**Instruction**
Retype each of the following lines exactly, with nothing changed.

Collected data
- Opening Delimiter -

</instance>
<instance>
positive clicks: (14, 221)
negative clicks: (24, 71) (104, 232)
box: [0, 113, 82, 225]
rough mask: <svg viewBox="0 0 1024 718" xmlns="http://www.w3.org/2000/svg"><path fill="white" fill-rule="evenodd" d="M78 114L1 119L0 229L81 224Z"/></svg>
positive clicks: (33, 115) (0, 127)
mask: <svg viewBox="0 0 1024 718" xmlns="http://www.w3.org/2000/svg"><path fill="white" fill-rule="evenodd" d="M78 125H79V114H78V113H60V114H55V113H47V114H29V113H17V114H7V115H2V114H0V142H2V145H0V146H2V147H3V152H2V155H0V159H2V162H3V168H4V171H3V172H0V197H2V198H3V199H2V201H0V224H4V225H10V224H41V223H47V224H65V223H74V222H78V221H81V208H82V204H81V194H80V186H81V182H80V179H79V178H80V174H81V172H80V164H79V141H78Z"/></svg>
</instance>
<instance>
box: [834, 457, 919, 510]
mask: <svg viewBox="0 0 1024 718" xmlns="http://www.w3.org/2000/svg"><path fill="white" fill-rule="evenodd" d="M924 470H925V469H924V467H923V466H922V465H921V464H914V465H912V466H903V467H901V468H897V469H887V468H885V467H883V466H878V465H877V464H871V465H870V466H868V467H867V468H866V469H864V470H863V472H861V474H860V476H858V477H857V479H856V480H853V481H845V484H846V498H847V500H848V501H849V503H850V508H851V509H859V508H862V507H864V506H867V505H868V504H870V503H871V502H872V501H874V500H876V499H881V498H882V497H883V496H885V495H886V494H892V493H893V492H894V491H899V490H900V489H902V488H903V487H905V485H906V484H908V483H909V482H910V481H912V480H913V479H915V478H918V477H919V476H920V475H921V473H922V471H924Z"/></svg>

- Closing Delimiter -

**Response to this exercise**
</instance>
<instance>
positive clicks: (14, 221)
negative clicks: (24, 71) (104, 232)
box: [0, 113, 82, 225]
rough mask: <svg viewBox="0 0 1024 718" xmlns="http://www.w3.org/2000/svg"><path fill="white" fill-rule="evenodd" d="M78 114L1 119L0 229L81 224Z"/></svg>
positive clicks: (33, 115) (0, 127)
mask: <svg viewBox="0 0 1024 718" xmlns="http://www.w3.org/2000/svg"><path fill="white" fill-rule="evenodd" d="M78 125H79V114H78V113H60V114H55V113H47V114H29V113H17V114H7V115H2V114H0V142H2V145H0V146H2V147H3V152H2V155H0V159H2V162H3V168H4V171H3V172H0V197H2V198H3V199H2V201H0V224H4V225H10V224H41V223H47V224H65V223H74V222H78V221H81V208H82V204H81V194H80V186H81V182H80V179H79V178H80V174H81V172H80V164H79V141H78Z"/></svg>
</instance>
<instance>
box: [834, 457, 919, 510]
mask: <svg viewBox="0 0 1024 718" xmlns="http://www.w3.org/2000/svg"><path fill="white" fill-rule="evenodd" d="M924 470H925V469H924V467H923V466H922V465H921V464H914V465H912V466H903V467H901V468H897V469H887V468H885V467H883V466H878V465H877V464H871V465H870V466H868V467H867V468H866V469H864V470H863V472H861V474H860V476H858V477H857V479H856V480H853V481H845V484H846V498H847V500H848V501H849V503H850V508H851V509H859V508H862V507H864V506H867V505H868V504H870V503H871V502H872V501H874V500H876V499H881V498H882V497H883V496H885V495H886V494H892V493H893V492H894V491H899V490H900V489H902V488H903V487H905V485H906V484H908V483H909V482H910V481H912V480H913V479H915V478H918V477H919V476H920V475H921V473H922V471H924Z"/></svg>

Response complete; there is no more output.